Teks Sumber:
★ ★ ★

Tradisi yang berlangsung hingga kini di masyarakat
pesisir ‘patorani’ yaitu ritual Patorani, Pantangan, ranah suci
Patorani, Pappasang (Akkareso, Barani, Assitulung-tulung dan Siri’
Na Pacce).
Sudah menjadi kebiasaan sebelum Patorani berangkat
melaut melakukan ritual Doa Patorani , membaca bait doa sebelum
berangkat berlayar. “ Ikau
irumpa, areng tojennu ri Allah Taala. Inakke bitti riukkung, areng
tojengku ri Allah Taalah. Ri langi tumabbuttanu ”.
“Pada bait ini mengungkapkan tentang makna hakiki dari perahu yang
digunakan untuk beroperasi. Ungkapan itu merupakan pandangan yang
menunjukkan bahwa, perahu itu pada dasarnya menyerupai manusia yang
diciptakan atas keinginan Tuhan. Oleh sebab itu, setiap perahu yang
ingin
digunakan
untuk beroperasi oleh kelompok pattorani maka punggawa laut harus
dapat berkomunikasi secara batin dengan perahunya. dalam komunikasi
ini, keduanya saling memperkenalkan eksistensinya masing-masing. Di
samping itu, punggawa laut sudah dapat mengetahui apakah perahu itu
bersedia untuk mengantar dan menjaga keselamatan seluruh anggota
kelompok dalam operasi pengumpulan produksi, ataukah sebaliknya.

★ ★ ★

Bahan:
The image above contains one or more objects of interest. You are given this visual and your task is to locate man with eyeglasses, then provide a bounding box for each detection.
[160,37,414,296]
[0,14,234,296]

★ ★ ★

Tugas Anda: Tuliskan kembali seluruh teks tentang tradisi Patorani di atas tanpa mengubah satu kata pun.

Jawaban Tugas:
Tradisi yang berlangsung hingga kini di masyarakat
pesisir ‘patorani’ yaitu ritual Patorani, Pantangan, ranah suci
Patorani, Pappasang (Akkareso, Barani, Assitulung-tulung dan Siri’
Na Pacce).
Sudah menjadi kebiasaan sebelum Patorani berangkat
melaut melakukan ritual Doa Patorani , membaca bait doa sebelum
berangkat berlayar. “ Ikau
irumpa, areng tojennu ri Allah Taala. Inakke bitti riukkung, areng
tojengku ri Allah Taalah. Ri langi tumabbuttanu ”.
“Pada bait ini mengungkapkan tentang makna hakiki dari perahu yang
digunakan untuk beroperasi. Ungkapan itu merupakan pandangan yang
menunjukkan bahwa, perahu itu pada dasarnya menyerupai manusia yang
diciptakan atas keinginan Tuhan. Oleh sebab itu, setiap perahu yang
ingin
digunakan
untuk beroperasi oleh kelompok pattorani maka punggawa laut harus
dapat berkomunikasi secara batin dengan perahunya. dalam komunikasi
ini, keduanya saling memperkenalkan eksistensinya masing-masing. Di
samping itu, punggawa laut sudah dapat mengetahui apakah perahu itu
bersedia untuk mengantar dan menjaga keselamatan seluruh anggota
kelompok dalam operasi pengumpulan produksi, ataukah sebaliknya.